## SHORT TASK
Can you copy out the data exactly? Leave the images out.

[start ENTRIES SHOWN]

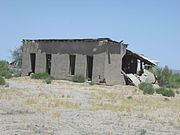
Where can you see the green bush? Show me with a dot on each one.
(4, 68)
(91, 83)
(78, 78)
(8, 75)
(165, 92)
(48, 80)
(168, 93)
(41, 76)
(166, 78)
(18, 74)
(160, 90)
(147, 88)
(2, 81)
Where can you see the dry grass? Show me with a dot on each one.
(46, 103)
(9, 94)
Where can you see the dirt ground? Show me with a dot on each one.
(31, 107)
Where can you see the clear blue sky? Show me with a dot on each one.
(151, 27)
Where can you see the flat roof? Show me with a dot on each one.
(75, 40)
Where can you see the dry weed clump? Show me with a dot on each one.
(46, 103)
(8, 94)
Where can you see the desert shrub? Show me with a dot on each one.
(78, 78)
(17, 74)
(168, 93)
(166, 78)
(160, 90)
(165, 92)
(41, 76)
(175, 81)
(4, 68)
(2, 81)
(8, 75)
(48, 80)
(91, 83)
(147, 88)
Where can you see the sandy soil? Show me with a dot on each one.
(31, 107)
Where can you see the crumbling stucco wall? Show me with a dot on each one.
(102, 52)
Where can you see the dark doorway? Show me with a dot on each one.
(129, 64)
(72, 60)
(48, 63)
(89, 67)
(33, 62)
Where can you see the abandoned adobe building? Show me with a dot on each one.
(99, 60)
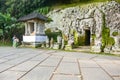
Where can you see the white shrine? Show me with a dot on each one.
(34, 29)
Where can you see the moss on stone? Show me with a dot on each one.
(106, 39)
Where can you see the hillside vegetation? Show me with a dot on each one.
(19, 8)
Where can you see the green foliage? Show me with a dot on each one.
(43, 10)
(106, 39)
(81, 40)
(53, 35)
(115, 33)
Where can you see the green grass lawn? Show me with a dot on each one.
(5, 43)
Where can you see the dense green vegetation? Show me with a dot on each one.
(107, 41)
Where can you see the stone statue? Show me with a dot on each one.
(63, 44)
(47, 42)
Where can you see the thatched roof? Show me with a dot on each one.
(32, 16)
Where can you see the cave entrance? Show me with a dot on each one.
(87, 37)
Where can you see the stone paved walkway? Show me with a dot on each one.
(38, 64)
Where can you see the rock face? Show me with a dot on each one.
(89, 17)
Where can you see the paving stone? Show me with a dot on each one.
(68, 68)
(40, 57)
(3, 60)
(10, 75)
(66, 77)
(69, 59)
(11, 57)
(94, 74)
(116, 78)
(88, 63)
(39, 73)
(4, 67)
(117, 61)
(26, 66)
(51, 61)
(20, 59)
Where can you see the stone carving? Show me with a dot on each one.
(80, 18)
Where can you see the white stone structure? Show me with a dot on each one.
(34, 29)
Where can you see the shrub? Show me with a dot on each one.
(115, 34)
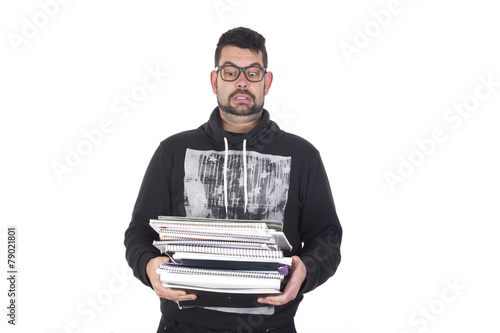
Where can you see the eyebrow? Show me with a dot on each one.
(233, 64)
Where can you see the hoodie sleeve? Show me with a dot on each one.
(153, 200)
(320, 229)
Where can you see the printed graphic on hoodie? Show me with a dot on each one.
(268, 181)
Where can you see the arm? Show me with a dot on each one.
(320, 228)
(320, 232)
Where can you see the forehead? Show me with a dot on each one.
(240, 57)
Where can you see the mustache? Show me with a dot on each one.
(242, 92)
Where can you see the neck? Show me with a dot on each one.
(242, 125)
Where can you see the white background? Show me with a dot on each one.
(428, 244)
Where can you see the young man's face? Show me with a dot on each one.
(240, 99)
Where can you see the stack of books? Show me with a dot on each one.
(226, 263)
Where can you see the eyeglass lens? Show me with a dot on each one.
(253, 74)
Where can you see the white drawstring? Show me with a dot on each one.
(245, 190)
(225, 174)
(245, 173)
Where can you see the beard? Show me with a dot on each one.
(241, 109)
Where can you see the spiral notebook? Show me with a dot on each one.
(224, 262)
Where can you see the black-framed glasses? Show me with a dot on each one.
(232, 73)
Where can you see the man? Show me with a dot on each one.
(238, 165)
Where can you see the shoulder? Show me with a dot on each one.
(299, 145)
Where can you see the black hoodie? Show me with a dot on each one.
(264, 174)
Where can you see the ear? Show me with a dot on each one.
(213, 81)
(268, 80)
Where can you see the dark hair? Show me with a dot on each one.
(243, 38)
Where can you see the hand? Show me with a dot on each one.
(160, 290)
(298, 275)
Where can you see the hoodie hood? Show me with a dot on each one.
(266, 132)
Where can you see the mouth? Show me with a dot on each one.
(241, 98)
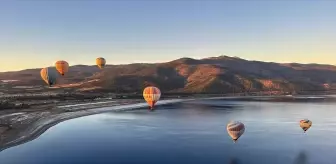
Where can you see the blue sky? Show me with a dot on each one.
(37, 33)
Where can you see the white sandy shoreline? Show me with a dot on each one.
(37, 128)
(40, 126)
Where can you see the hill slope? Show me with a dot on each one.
(211, 75)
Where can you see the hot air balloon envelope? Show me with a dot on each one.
(151, 95)
(62, 67)
(100, 62)
(49, 75)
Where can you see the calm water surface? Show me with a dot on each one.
(193, 132)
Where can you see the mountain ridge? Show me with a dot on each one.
(219, 74)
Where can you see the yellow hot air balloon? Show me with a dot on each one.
(62, 67)
(100, 62)
(49, 75)
(305, 124)
(151, 95)
(235, 129)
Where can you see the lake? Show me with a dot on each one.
(189, 132)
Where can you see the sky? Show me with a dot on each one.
(36, 33)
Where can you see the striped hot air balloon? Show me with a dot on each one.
(62, 67)
(151, 95)
(49, 75)
(100, 62)
(305, 124)
(235, 129)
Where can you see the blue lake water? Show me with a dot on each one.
(193, 132)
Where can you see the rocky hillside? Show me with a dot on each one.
(210, 75)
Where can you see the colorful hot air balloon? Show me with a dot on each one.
(305, 124)
(235, 130)
(49, 75)
(151, 95)
(62, 67)
(100, 62)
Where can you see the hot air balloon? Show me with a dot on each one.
(151, 95)
(305, 124)
(62, 67)
(235, 130)
(100, 62)
(49, 75)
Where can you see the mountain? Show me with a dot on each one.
(220, 74)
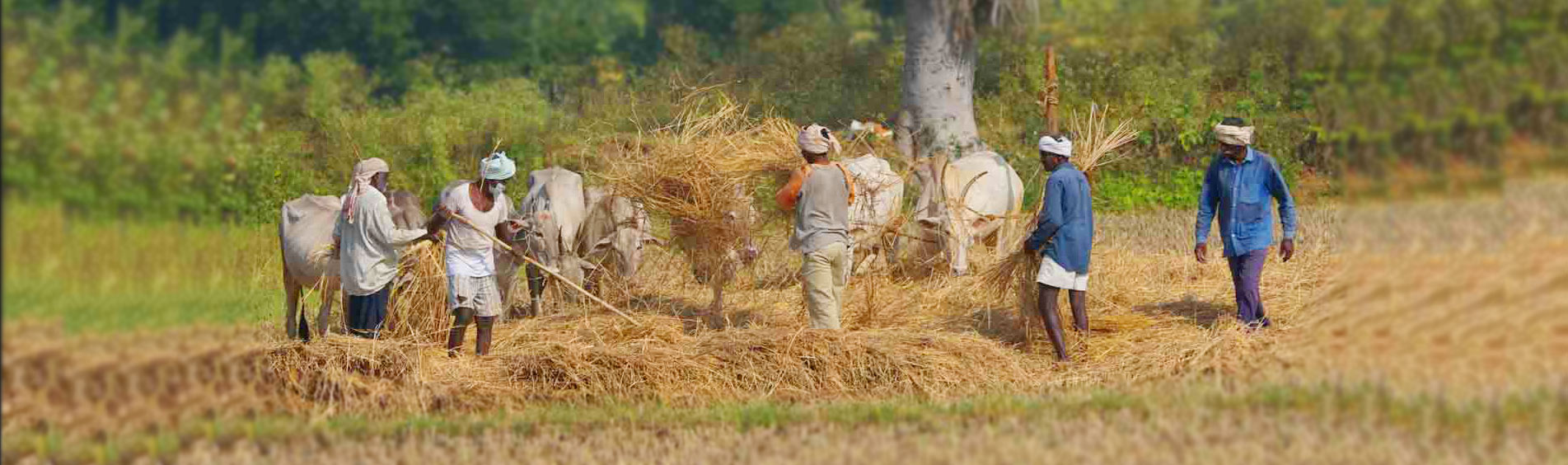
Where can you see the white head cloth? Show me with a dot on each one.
(498, 167)
(1060, 147)
(817, 140)
(1233, 134)
(364, 171)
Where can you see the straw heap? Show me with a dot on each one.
(700, 171)
(418, 310)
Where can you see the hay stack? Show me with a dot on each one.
(694, 168)
(1093, 147)
(418, 310)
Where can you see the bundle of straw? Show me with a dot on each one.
(700, 171)
(418, 310)
(1093, 147)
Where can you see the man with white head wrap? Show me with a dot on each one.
(367, 242)
(1064, 236)
(821, 194)
(472, 293)
(1238, 186)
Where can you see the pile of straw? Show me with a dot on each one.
(700, 171)
(418, 310)
(1092, 147)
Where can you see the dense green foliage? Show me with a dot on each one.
(218, 110)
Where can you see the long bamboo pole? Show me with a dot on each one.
(545, 269)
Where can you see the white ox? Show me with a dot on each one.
(552, 214)
(718, 274)
(305, 232)
(615, 232)
(963, 201)
(878, 197)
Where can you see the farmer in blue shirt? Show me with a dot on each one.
(1239, 184)
(1064, 234)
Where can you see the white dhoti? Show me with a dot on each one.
(1054, 275)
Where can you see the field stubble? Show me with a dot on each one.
(1460, 315)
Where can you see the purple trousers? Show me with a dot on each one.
(1245, 272)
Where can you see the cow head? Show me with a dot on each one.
(630, 234)
(541, 237)
(943, 213)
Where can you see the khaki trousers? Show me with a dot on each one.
(824, 274)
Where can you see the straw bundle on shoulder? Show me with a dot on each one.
(1095, 145)
(700, 171)
(418, 310)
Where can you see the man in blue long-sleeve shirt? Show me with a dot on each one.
(1238, 186)
(1064, 234)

[end ENTRIES SHOWN]

## SOLUTION TO THIS PROBLEM
Where can you see the green bush? Show me with a dot on each one.
(4, 68)
(91, 83)
(78, 78)
(8, 75)
(165, 92)
(48, 80)
(168, 93)
(41, 76)
(166, 78)
(18, 74)
(160, 90)
(147, 88)
(2, 81)
Where can you see the dry grass? Show me with a dot on each one.
(46, 103)
(9, 94)
Where can you see the dirt ground? Show me with a dot on each one.
(31, 107)
Where can you see the clear blue sky? Show me with a dot on each one.
(151, 27)
Where can you see the flat roof? Show me with a dot on each one.
(75, 40)
Where can you see the dry weed clump? Show me with a dot on each one.
(46, 103)
(8, 94)
Where can you see the desert shrub? Show me with a dot on each one.
(78, 78)
(17, 74)
(168, 93)
(166, 78)
(160, 90)
(165, 92)
(41, 76)
(175, 81)
(4, 68)
(2, 81)
(8, 75)
(48, 80)
(91, 83)
(147, 88)
Where can you see the sandy soil? Show me with a dot on each one.
(31, 107)
Where can you see the crumbling stucco wall? Show me with a dot on each one.
(102, 52)
Where can you see the dark doorway? Show me with a dot on each one.
(129, 64)
(72, 60)
(48, 63)
(89, 67)
(33, 62)
Where can you see the abandoned adobe building? Show me with a dot on each one.
(99, 60)
Where can you see the white shrine? Show me with a dot on each one.
(34, 29)
Where can you see the moss on stone? Show me with a dot on each one.
(106, 39)
Where can you see the hillside vegetation? Show me with a dot on each one.
(19, 8)
Where can you see the green foliage? Show me with a dot on each one.
(43, 10)
(106, 39)
(81, 40)
(53, 35)
(115, 33)
Where can you see the green grass lawn? Show me with a dot on each one.
(5, 43)
Where can you see the dense green vegetation? Show me with a dot on each one.
(107, 41)
Where can you see the stone statue? Show me with a dot on each one.
(63, 44)
(47, 42)
Where can you see the thatched roof? Show me with a dot on each one.
(32, 16)
Where can you see the cave entrance? Show me with a dot on each one.
(87, 37)
Where can you see the stone paved walkway? Show me with a dot on each one.
(38, 64)
Where can you see the rock face? Show me with a dot on each one.
(89, 17)
Where can you see the paving stone? Show me with a dot on each one.
(68, 68)
(40, 57)
(3, 60)
(10, 75)
(66, 77)
(69, 59)
(11, 57)
(94, 74)
(116, 78)
(88, 63)
(39, 73)
(4, 67)
(117, 61)
(26, 66)
(51, 61)
(20, 59)
Where can you see the stone carving? Show me with a dot on each one.
(80, 18)
Where can you see the white stone structure? Show me with a dot on each one.
(34, 29)
Where can you see the shrub? Show me with a dot on each one.
(115, 34)
Where can you see the eyebrow? Show me with a dot on each one.
(233, 64)
Where can you see the hoodie sleeve? Show me with a dot on each one.
(153, 200)
(320, 229)
Where can you see the printed graphic on hoodie? Show me with a dot on each one.
(268, 181)
Where can you see the arm? Show me with a dot on each one.
(320, 228)
(320, 232)
Where can you see the forehead? Show me with a dot on each one.
(240, 57)
Where can you see the mustache? Show me with a dot on each one.
(242, 92)
Where can you see the neck? Show me with a dot on each one.
(242, 125)
Where can you see the white background? Show me with a dot on each one.
(428, 244)
Where can you see the young man's face? Show me with a dot on each one.
(240, 99)
Where can you see the stack of books? Show me with a dot on each one.
(226, 263)
Where can you see the eyeglass lens? Show me with a dot on each one.
(253, 74)
Where can you see the white drawstring? Show me with a dot on each one.
(245, 190)
(225, 174)
(245, 173)
Where can you see the beard? Show me with a dot on each one.
(241, 109)
Where can you see the spiral notebook? Show me with a dot on each one.
(224, 262)
Where can you see the black-framed glasses? Show me with a dot on each one.
(232, 73)
Where can you see the man? Show me with a dot on each one.
(238, 165)
Where can you see the shoulder? Show me with a dot on each one.
(299, 145)
Where can you see the black hoodie? Show me with a dot on each one.
(264, 174)
Where can you see the ear? Show me with a dot on each one.
(213, 81)
(268, 80)
Where can you see the dark hair? Show me with a dot on each one.
(243, 38)
Where can you see the hand? Show me with a dot on each one.
(160, 290)
(298, 275)
Where can you see the hoodie hood? Show me with a dot on each one.
(266, 132)
Where can you see the mouth? Show me with a dot on each one.
(241, 98)
Where can you see the blue sky? Show me with a dot on each one.
(37, 33)
Where can you see the white sandy shoreline? Show me with a dot on each one.
(37, 128)
(40, 126)
Where can you see the hill slope? Show me with a dot on each one.
(211, 75)
Where can you see the hot air balloon envelope? Show me with a dot on each one.
(151, 95)
(62, 67)
(100, 62)
(49, 75)
Where can you see the calm water surface? Show me with a dot on each one.
(193, 132)
Where can you see the mountain ridge? Show me with a dot on each one.
(219, 74)
Where can you see the yellow hot air balloon? Show me with a dot on each one.
(62, 67)
(100, 62)
(49, 75)
(305, 124)
(151, 95)
(235, 129)
Where can you see the lake? Show me with a dot on each one.
(189, 132)
Where can you see the sky? Show me with a dot on each one.
(36, 33)
Where can you see the striped hot air balloon? Show me with a dot on each one.
(62, 67)
(151, 95)
(49, 75)
(100, 62)
(305, 124)
(235, 129)
Where can you see the blue lake water? Show me with a dot on each one.
(193, 132)
Where can you see the rocky hillside? Show me with a dot on each one.
(210, 75)
Where can you see the colorful hot air balloon? Show me with a dot on each one.
(305, 124)
(235, 130)
(49, 75)
(151, 95)
(62, 67)
(100, 62)
Where can you see the hot air balloon? Show me with a dot on each one.
(151, 95)
(305, 124)
(62, 67)
(235, 130)
(100, 62)
(49, 75)
Where can you see the mountain? Show me with a dot on each one.
(220, 74)
Where can you see the white head cloth? Show me with a dot on each one.
(498, 167)
(1060, 147)
(817, 140)
(1233, 134)
(364, 171)
Where can you see the straw heap? Show me with a dot on each one.
(700, 171)
(418, 310)
Where can you see the hay stack? Show me with a dot on each one.
(694, 168)
(1093, 147)
(418, 310)
Where can you see the bundle of straw? Show me with a dot on each one.
(700, 171)
(418, 310)
(1093, 147)
Where can you see the man with white head wrap? Show me with a dot on each one.
(367, 242)
(1064, 236)
(821, 194)
(472, 293)
(1238, 186)
Where can you see the pile of straw? Show me with a dot on each one.
(700, 171)
(418, 310)
(1092, 147)
Where can you see the dense green foliage? Show me with a dot on each one.
(218, 110)
Where can you see the long bamboo pole? Show me with a dot on each one.
(545, 269)
Where can you see the white ox? Show me with a dot on each one.
(552, 214)
(718, 274)
(305, 232)
(615, 232)
(963, 201)
(878, 197)
Where can you see the farmer in blue shirt? Show me with a dot on each one.
(1239, 184)
(1064, 234)
Where can you see the white dhoti? Show me with a dot on each one.
(1054, 275)
Where can you see the field stubble? Show me with a dot on each one.
(1460, 315)
Where can you see the purple trousers? Show me with a dot on each one.
(1245, 272)
Where can you see the cow head? Show me with a dot on each one.
(630, 234)
(541, 237)
(943, 213)
Where can you see the khaki trousers? Show me with a dot on each one.
(824, 274)
Where can you see the straw bundle on shoulder? Show me with a dot on each one.
(1095, 145)
(700, 171)
(418, 310)
Where can you see the man in blue long-sleeve shirt? Show me with a dot on each one.
(1238, 186)
(1064, 234)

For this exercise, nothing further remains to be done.